KENDİ HAKKINI DA KENDİNE VER!
 
Nefsim at, ben de araba
Gidiyoruz taka tuka.
...
Sanırım daha önceleri sana “içindeki hayvanın uluyuşunu duyuyor musun?” diye sormuştum Bünyamin!
 
Bu soruyla kendini dinlemeni murad etmiştim aslında. Kendini, kendi iç’ini, kendi iç dünyasını dinleyemeyen, onu anlayamayan ve onun hakkını veremeyen insan kendi dışındaki insan ve toplum ilişkilerinde ne derece sağlıklı olabilir ve doğru sonuçlara ulaşabilir ki?
 
Kendini bilen ve tanıyan insan başkalarını da içselleştirerek yaşamayı başarabilen insandır. Nihayet Rabbini de ancak bu şekilde bilebilecektir. Resulullah da “Kendini bilen Rabbini bilir.” diyerek bu duruma işaret etmiştir zaten.
 
Son cümlede ise “İçindeki hayvanı ıslaha gayret ederken, bunu ona işkence etmeden yapmaya çalış!” da demiştim. Aslında sonradan son cümleyi eksik yazdığımı farkettim.“İşkence nefse de yapılsa zulümdür!“ cümlesini unutmuşum. Hem onu tamamlamış olayım, hem de insanın üzerinde nefsinin de hakkının olduğunu vurgulamış olayım böylelikle.
 
İnsanın yaratılışına nefsin konulması, ona zulmedilerek neredeyse imha edilmesi için değildir. Esasen nefsimizin varlığıyla meleklerden veya hayvanlardan ayrışıyoruz ve bu bizi imtihana tâbi olmamızı sağlayacak bir dereceye ve değere yükseltmektedir.
 
Ne yazık ki dinin yanlış yorumlanma ve uygula-maları sonucu nefis kötü, her an yanlış yap(tıra)cak ya da dinin dairesinden çıkarta- cak bir “muharrik güç” olarak görüldüğü için insanımız yaşadığı dünyayla yaşayacağına inandığı “ba’del-mevt” hayatı arasındaki dengeyi çoğu zaman tutturamamış ve bu da
iki arada bir derede kalmasına neden olmuştur.
 
Elbette nefis her insanda vardır. Ayrıca o, insanın ilmi, statüsü, makamı veya varlığına göre değişiklik göstermeyecektir, belki mahiyeti yönünden farklılık arzedebilecektir.
İnsan da bahsedilen ilmi, statüsü, makamı veya varlığına göre onu kendine mahsus tarzıyla ıslah ve tanzimini sağlamaya çalışmalıdır.
 
İnsanlığın tecrübesi göstermiştir ki alim insanın nefsi de alim olmuyor, ya da insanın makamı yükseldikçe nefsinin de makamı da yükselmiyor. Hatta belki de daha da alçalıyor veya aşağılaşıyor.

> _Verilen görev A_: Aşağıdaki kayıtların tamamını satır satır, hiçbir değişiklik yapmadan yazdırın ve resimleri yanıta koymayın.
Yukarıdaki metin ile kayıtlar birbirinden farklı kaynaklardan alınmıştır.

> _Alıştırma malzemesi_:

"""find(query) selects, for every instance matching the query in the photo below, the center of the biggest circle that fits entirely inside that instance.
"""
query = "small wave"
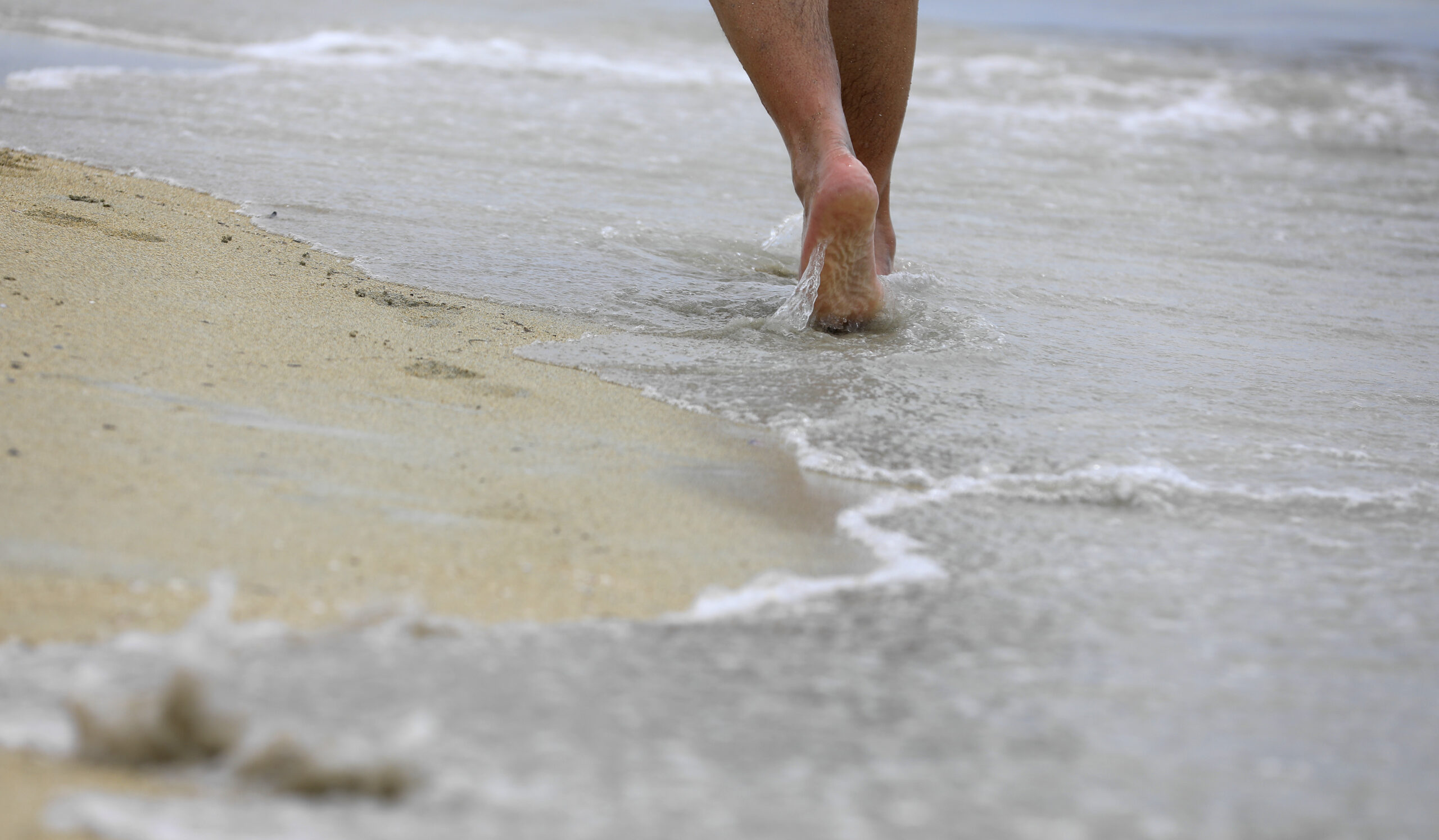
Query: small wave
(334, 48)
(57, 78)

> _Verilen görev B_: Nefis üzerine yazıyı "KENDİ HAKKINI DA" ile başlayıp "işaret etmiştir zaten." ifadesine kadar süren kısmıyla yeniden verin; bu kısımda "Resulullah" yerine "Peygamber" gelecek şekilde değiştirin.

> _Yanıt A_:
"""find(query) selects, for every instance matching the query in the photo below, the center of the biggest circle that fits entirely inside that instance.
"""
query = "small wave"
Query: small wave
(334, 48)
(57, 78)

> _Yanıt B_:
KENDİ HAKKINI DA KENDİNE VER!
 
Nefsim at, ben de araba
Gidiyoruz taka tuka.
...
Sanırım daha önceleri sana “içindeki hayvanın uluyuşunu duyuyor musun?” diye sormuştum Bünyamin!
 
Bu soruyla kendini dinlemeni murad etmiştim aslında. Kendini, kendi iç’ini, kendi iç dünyasını dinleyemeyen, onu anlayamayan ve onun hakkını veremeyen insan kendi dışındaki insan ve toplum ilişkilerinde ne derece sağlıklı olabilir ve doğru sonuçlara ulaşabilir ki?
 
Kendini bilen ve tanıyan insan başkalarını da içselleştirerek yaşamayı başarabilen insandır. Nihayet Rabbini de ancak bu şekilde bilebilecektir. Peygamber da “Kendini bilen Rabbini bilir.” diyerek bu duruma işaret etmiştir zaten.